Obiettivo del compito
Riscrivi per intero le righe dell'elenco che vanno da quella contenente "Exercise. Pick out the reflection of hand" fino alla fine dell'elenco, estremi inclusi. Aumenta di 87 ogni coordinata delle risposte.

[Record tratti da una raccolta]
• • • • • • •
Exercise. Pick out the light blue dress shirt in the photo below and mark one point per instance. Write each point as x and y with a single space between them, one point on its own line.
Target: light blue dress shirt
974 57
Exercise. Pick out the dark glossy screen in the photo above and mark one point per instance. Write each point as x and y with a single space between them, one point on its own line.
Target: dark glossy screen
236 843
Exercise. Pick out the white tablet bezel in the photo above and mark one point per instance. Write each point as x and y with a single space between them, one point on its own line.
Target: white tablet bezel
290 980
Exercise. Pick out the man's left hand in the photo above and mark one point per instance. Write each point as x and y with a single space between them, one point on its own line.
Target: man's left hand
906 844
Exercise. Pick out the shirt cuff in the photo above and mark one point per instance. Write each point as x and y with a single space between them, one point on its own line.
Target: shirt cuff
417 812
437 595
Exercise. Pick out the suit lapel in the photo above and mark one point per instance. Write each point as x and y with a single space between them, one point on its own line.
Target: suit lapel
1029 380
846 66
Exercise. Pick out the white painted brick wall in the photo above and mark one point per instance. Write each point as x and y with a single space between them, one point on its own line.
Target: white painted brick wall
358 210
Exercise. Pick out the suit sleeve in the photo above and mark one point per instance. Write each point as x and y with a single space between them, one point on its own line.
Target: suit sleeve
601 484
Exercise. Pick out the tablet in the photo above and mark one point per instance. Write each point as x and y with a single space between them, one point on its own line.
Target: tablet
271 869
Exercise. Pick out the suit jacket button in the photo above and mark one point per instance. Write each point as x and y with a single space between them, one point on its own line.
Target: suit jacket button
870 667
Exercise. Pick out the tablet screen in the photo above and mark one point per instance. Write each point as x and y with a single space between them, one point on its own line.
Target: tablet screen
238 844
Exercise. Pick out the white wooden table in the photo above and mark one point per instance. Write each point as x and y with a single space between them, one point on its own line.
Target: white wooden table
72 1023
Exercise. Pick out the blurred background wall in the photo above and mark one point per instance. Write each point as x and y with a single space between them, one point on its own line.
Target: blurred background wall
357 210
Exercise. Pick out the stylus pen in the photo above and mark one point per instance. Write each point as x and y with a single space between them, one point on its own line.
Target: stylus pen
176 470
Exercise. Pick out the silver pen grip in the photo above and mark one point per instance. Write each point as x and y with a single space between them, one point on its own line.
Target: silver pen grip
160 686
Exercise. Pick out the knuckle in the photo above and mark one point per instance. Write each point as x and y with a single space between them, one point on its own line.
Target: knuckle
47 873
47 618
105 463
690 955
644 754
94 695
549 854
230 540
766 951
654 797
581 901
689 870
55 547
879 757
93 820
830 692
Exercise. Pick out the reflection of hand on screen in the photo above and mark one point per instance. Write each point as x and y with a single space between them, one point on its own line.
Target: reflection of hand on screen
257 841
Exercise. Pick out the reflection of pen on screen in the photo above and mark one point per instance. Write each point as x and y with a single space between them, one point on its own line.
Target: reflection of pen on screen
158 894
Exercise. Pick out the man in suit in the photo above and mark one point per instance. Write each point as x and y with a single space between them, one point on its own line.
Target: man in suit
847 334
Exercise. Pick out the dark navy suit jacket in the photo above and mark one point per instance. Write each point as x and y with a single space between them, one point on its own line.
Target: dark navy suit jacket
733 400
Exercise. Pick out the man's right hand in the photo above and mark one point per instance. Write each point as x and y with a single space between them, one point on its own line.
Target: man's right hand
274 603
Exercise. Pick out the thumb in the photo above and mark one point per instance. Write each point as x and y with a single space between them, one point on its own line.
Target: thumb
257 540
• • • • • • •
Soluzione proposta
Exercise. Pick out the reflection of hand on screen in the photo above and mark one point per instance. Write each point as x and y with a single space between them, one point on its own line.
Target: reflection of hand on screen
344 928
Exercise. Pick out the reflection of pen on screen in the photo above and mark one point per instance. Write each point as x and y with a single space between them, one point on its own line.
Target: reflection of pen on screen
245 981
Exercise. Pick out the man in suit in the photo above and mark one point per instance. Write each point as x and y with a single space between them, one point on its own line.
Target: man in suit
934 421
Exercise. Pick out the dark navy suit jacket in the photo above and mark one point per instance. Write each point as x and y with a single space between them, one point on its own line.
Target: dark navy suit jacket
820 487
Exercise. Pick out the man's right hand in the photo above and mark one point per instance. Write each point as x and y with a single space between them, one point on its own line.
Target: man's right hand
361 690
Exercise. Pick out the thumb in the photo above and mark one point per instance. Write each point as x and y with a single space between them, one point on its own line.
Target: thumb
344 627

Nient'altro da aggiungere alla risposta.